◆ TEXT EXCERPT ◆
== == ==

I have Kafka commit policy set to latest and missing first few messages. If I give a sleep of 20 seconds before starting to send the messages to the input topic, everything is working as desired. I am not sure if the problem is with consumer taking long time for partition rebalancing. Is there a way to know if the consumer is ready before starting to poll ?
You can use
consumer.assignment()
, it will return set of partitions and verify whether all of the partitions are assigned which are available for that topic.If you are using spring-kafka project, you can include spring-kafka-test dependancy and use below method to wait for topic assignment , but you need to have container.
ContainerTestUtils.waitForAssignment(Object container, int partitions);
KafkaListenerEndpointRegistry registry
into your test and call registry.getListenerContainer(listenerId)
to get a corresponding MessageListenerContainer
which can be used with waitForAssignment()
. –
Godfry You can do the following:
I have a test that reads data from kafka topic.
So you can't use KafkaConsumer in multithread environment, but you can pass parameter "AtomicReference assignment", update it in consumer-thread, and read it in another thread.
For example, snipped of working code in project for testing:
private void readAvro(String readFromKafka,
AtomicBoolean needStop,
List<Event> events,
String bootstrapServers,
int readTimeout) {
// print the topic name
AtomicReference<Set<TopicPartition>> assignment = new AtomicReference<>();
new Thread(() -> readAvro(bootstrapServers, readFromKafka, needStop, events, readTimeout, assignment)).start();
long startTime = System.currentTimeMillis();
long maxWaitingTime = 30_000;
for (long time = System.currentTimeMillis(); System.currentTimeMillis() - time < maxWaitingTime;) {
Set<TopicPartition> assignments = Optional.ofNullable(assignment.get()).orElse(new HashSet<>());
System.out.println("[!kafka-consumer!] Assignments [" + assignments.size() + "]: "

== == ==

◆ STORED RECORDS ◆

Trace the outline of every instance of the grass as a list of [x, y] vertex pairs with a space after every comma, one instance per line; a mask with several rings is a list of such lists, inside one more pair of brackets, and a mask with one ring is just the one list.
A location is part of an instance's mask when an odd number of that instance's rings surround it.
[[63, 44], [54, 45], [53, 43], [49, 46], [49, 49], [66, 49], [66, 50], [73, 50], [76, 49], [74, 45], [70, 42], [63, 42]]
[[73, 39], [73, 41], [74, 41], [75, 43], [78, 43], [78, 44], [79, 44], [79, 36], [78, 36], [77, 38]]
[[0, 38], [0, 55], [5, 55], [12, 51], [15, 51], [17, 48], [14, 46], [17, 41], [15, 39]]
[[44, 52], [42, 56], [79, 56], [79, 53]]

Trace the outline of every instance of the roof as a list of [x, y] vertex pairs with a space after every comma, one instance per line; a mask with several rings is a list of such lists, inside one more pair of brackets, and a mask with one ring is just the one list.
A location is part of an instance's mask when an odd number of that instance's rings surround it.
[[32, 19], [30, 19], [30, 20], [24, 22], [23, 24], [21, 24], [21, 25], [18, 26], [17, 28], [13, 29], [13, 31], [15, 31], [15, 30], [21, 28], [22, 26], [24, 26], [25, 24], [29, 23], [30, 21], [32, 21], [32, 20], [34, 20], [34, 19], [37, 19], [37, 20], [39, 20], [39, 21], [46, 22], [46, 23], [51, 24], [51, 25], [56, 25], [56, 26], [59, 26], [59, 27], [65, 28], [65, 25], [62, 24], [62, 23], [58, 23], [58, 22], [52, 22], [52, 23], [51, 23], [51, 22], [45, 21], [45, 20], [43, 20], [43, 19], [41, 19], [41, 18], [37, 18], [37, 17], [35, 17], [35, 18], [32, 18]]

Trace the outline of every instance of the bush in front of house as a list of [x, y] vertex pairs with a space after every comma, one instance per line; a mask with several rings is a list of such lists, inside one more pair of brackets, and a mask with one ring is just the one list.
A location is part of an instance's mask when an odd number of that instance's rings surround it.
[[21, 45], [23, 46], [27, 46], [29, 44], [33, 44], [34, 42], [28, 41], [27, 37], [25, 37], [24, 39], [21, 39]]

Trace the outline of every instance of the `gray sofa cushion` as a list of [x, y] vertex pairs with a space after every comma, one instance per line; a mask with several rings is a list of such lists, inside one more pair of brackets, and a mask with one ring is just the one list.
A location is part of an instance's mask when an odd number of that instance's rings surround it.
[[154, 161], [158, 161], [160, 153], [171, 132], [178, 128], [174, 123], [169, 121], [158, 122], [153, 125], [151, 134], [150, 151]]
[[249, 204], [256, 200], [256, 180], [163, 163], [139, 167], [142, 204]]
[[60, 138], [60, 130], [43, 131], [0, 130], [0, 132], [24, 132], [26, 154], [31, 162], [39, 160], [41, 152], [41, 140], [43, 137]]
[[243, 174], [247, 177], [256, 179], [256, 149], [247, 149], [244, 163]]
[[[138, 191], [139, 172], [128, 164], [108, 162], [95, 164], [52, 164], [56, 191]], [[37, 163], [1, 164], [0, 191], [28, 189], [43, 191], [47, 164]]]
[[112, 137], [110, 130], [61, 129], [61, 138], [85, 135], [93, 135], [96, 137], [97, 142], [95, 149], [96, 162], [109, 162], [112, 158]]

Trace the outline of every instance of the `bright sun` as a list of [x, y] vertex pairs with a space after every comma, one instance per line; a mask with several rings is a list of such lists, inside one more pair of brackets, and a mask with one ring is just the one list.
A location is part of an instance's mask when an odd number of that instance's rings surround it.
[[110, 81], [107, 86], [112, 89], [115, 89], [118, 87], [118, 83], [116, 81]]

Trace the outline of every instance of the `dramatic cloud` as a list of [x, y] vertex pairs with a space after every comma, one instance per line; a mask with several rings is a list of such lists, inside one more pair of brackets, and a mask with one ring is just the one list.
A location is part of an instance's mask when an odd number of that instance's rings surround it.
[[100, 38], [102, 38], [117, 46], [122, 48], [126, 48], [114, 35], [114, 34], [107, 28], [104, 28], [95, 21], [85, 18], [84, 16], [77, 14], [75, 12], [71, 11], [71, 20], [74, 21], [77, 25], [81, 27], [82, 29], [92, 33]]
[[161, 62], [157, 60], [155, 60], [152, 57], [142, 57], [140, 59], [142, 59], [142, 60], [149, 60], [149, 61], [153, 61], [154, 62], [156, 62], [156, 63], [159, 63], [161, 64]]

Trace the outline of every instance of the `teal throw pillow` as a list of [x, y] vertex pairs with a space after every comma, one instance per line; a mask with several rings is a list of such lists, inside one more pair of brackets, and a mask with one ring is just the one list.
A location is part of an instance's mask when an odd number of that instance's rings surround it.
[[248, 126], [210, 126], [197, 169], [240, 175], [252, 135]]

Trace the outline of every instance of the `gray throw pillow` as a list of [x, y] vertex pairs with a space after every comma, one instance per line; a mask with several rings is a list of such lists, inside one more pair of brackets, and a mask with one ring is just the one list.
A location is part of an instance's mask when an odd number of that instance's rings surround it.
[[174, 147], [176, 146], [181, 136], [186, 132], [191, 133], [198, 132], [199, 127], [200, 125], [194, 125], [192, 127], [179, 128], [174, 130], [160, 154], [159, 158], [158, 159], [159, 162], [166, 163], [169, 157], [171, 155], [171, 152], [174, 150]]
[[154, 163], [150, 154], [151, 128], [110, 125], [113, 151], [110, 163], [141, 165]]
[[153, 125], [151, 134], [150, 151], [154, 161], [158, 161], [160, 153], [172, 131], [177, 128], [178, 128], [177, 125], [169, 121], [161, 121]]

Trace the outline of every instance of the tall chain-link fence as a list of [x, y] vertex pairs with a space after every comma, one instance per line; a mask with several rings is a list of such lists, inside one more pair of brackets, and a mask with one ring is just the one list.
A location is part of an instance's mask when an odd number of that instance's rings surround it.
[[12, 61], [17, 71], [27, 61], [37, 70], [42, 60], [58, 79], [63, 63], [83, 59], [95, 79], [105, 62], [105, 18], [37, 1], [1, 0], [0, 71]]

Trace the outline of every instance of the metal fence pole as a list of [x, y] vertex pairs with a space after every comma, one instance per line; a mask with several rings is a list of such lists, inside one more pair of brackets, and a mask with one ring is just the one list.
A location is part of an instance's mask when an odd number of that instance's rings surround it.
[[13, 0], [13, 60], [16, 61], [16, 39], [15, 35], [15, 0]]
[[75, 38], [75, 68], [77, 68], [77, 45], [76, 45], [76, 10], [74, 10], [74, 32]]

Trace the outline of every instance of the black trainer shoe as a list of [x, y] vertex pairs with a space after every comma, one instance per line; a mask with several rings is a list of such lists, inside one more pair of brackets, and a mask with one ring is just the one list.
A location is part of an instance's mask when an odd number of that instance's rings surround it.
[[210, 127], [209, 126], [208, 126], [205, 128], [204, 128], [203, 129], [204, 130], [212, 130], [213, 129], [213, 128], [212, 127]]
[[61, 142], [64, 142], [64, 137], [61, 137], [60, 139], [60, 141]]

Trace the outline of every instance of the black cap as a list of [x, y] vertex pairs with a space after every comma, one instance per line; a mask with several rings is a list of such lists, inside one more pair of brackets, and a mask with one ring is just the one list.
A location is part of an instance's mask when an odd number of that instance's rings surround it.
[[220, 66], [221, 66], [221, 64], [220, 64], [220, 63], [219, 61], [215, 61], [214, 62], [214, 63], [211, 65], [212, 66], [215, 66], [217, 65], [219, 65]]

== == ==

Reproduce part of the Kafka consumer thread word for word, starting at the words "I have Kafka" and stopping after "starting to poll ?".

◆ SOLUTION ◆
I have Kafka commit policy set to latest and missing first few messages. If I give a sleep of 20 seconds before starting to send the messages to the input topic, everything is working as desired. I am not sure if the problem is with consumer taking long time for partition rebalancing. Is there a way to know if the consumer is ready before starting to poll ?